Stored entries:
========
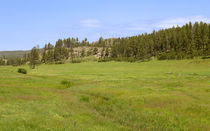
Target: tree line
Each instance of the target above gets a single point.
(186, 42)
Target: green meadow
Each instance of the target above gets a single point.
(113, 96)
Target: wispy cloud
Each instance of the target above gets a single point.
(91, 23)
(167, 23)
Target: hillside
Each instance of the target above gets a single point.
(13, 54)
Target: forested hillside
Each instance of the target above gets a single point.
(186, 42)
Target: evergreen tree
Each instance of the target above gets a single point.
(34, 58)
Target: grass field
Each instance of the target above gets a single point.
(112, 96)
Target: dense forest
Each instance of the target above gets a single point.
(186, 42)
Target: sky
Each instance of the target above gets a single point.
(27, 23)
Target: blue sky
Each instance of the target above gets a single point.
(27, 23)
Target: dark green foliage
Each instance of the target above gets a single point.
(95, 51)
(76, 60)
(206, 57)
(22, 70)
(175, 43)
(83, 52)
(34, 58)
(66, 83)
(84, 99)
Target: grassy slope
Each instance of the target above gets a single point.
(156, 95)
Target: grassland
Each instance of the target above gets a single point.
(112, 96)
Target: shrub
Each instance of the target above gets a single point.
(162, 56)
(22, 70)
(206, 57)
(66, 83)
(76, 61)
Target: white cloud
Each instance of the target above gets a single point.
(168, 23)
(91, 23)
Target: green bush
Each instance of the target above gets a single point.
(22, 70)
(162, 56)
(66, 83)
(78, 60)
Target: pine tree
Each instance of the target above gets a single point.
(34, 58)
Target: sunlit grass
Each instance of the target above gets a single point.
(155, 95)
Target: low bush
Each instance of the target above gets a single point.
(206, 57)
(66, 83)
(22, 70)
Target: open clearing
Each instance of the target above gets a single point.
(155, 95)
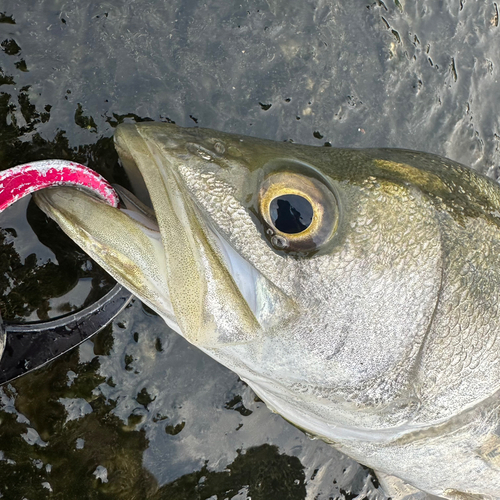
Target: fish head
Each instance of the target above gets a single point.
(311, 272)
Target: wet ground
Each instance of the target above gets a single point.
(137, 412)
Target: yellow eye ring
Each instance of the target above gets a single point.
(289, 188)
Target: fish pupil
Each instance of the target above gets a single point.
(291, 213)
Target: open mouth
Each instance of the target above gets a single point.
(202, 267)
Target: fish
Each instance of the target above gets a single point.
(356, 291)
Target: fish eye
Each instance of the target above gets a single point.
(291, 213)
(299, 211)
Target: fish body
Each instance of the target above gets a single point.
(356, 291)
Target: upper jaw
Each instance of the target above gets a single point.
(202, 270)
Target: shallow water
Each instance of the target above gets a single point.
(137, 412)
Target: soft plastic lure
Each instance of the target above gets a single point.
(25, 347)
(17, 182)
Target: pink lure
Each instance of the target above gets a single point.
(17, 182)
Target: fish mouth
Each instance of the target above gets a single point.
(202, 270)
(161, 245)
========
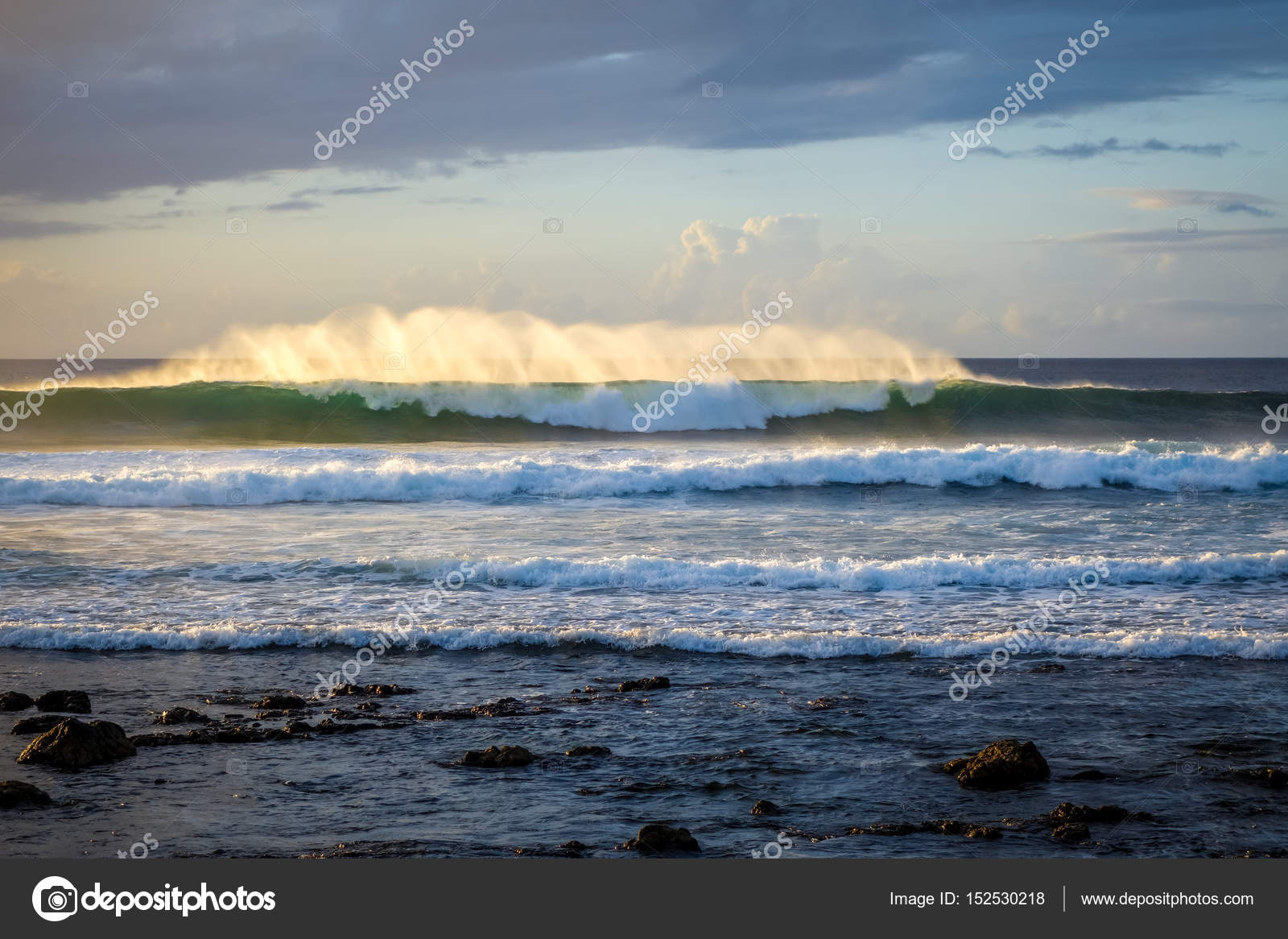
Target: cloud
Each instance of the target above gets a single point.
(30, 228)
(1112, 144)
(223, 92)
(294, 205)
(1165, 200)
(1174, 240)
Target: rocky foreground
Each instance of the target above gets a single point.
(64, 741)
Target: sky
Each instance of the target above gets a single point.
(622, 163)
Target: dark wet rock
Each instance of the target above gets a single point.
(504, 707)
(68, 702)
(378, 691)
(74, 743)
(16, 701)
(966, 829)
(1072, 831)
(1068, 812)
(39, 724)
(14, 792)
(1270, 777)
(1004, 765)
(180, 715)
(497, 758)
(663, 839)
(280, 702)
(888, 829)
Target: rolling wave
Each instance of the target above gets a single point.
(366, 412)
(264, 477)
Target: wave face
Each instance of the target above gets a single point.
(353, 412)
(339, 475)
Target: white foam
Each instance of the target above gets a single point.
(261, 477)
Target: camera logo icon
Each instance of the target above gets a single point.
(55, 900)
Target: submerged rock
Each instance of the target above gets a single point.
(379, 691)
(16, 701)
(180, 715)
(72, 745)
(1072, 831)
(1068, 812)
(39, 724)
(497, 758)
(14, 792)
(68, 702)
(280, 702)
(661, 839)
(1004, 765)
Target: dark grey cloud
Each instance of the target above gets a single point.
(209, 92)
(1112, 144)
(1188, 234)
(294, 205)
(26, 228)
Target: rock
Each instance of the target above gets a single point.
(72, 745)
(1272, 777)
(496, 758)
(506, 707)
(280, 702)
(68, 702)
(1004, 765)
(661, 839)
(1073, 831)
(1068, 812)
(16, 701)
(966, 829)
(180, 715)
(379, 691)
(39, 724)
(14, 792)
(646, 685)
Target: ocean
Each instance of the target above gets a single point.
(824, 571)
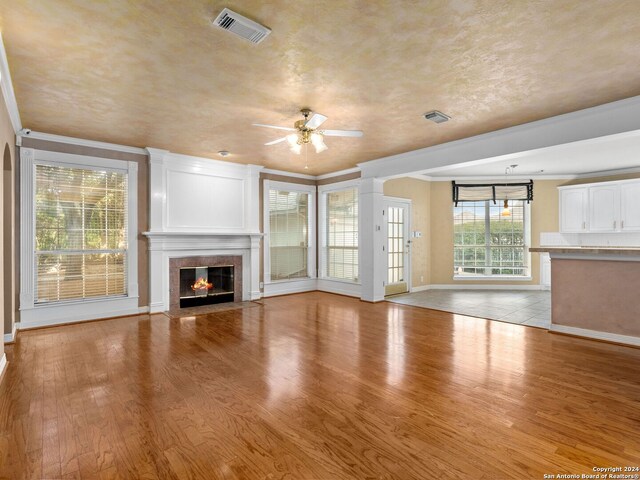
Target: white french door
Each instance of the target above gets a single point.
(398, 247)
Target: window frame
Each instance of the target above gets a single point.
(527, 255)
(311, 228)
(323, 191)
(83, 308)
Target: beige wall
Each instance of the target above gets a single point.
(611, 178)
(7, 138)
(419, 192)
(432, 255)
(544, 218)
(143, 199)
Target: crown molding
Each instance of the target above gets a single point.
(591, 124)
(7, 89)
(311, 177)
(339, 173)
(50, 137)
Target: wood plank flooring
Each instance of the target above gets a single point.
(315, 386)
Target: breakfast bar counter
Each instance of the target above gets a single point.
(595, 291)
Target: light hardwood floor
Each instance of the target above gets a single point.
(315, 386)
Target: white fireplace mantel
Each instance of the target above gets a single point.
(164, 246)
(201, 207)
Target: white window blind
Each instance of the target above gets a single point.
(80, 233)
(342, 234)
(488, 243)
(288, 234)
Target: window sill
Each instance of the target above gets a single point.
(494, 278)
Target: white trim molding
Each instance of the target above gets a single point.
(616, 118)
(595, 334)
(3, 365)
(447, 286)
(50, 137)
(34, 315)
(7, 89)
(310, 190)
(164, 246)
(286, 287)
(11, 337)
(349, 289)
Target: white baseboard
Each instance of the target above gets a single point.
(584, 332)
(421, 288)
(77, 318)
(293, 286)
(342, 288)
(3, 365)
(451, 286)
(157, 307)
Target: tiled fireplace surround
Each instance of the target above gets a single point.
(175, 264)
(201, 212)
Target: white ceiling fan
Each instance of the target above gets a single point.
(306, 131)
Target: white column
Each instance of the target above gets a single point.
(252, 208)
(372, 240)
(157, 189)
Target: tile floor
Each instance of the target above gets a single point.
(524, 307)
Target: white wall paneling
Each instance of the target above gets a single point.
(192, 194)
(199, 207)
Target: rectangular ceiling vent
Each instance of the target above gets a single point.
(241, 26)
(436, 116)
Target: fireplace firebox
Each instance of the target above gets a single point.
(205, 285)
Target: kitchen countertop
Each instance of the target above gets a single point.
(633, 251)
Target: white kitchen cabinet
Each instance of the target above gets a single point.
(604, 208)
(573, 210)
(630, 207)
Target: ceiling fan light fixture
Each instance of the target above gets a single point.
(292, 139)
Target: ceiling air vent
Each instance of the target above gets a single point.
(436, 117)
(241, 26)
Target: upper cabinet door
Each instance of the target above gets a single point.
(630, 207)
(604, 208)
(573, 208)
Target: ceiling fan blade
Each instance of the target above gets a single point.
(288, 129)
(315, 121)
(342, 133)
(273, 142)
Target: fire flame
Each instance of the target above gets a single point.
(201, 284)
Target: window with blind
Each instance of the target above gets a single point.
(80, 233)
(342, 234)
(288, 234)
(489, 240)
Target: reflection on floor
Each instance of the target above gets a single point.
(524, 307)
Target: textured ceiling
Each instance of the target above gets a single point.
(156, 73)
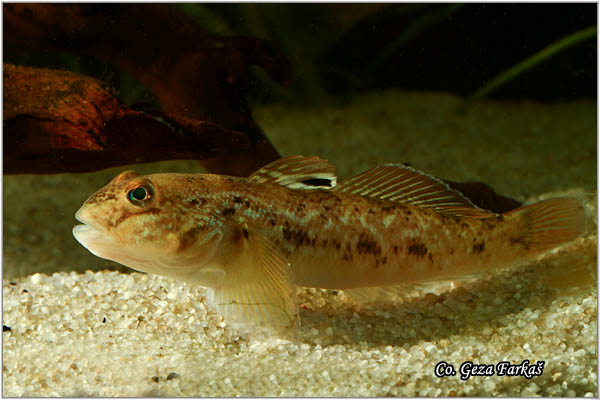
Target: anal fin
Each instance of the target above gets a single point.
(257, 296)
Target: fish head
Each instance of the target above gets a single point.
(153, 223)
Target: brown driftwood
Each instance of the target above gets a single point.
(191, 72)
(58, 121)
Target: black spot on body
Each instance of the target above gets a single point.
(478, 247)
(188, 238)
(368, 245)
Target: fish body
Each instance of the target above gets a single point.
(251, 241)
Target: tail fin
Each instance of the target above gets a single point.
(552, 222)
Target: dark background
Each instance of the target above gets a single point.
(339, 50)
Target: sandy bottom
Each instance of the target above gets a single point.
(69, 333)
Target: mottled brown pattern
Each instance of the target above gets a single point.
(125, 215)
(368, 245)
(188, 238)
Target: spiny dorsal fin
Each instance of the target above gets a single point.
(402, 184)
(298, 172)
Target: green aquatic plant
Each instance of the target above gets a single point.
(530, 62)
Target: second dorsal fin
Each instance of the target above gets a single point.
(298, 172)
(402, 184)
========
» What this task involves:
Reproduce only the lines above spanning from the line containing "Target: tree line" through the line containing "Target: blue sky", word for word.

» Answer section:
Target: tree line
Each instance of the target above gets a single point.
(186, 42)
Target: green meadow
Each instance of the target above gets a single point.
(113, 96)
Target: wispy cloud
Each instance of the target above gets a single point.
(91, 23)
(167, 23)
Target: hillside
Each instance of the target above gets a single point.
(13, 54)
Target: forested hillside
Each instance of the target above gets a single point.
(186, 42)
Target: evergreen tree
Each instance of the target above gets a single point.
(34, 58)
Target: grass field
Each instance of the target above gets a single point.
(112, 96)
Target: dense forest
Each instance of the target above gets a single point.
(186, 42)
Target: sky
Each instance of the target above gets a single point.
(27, 23)
Target: blue sky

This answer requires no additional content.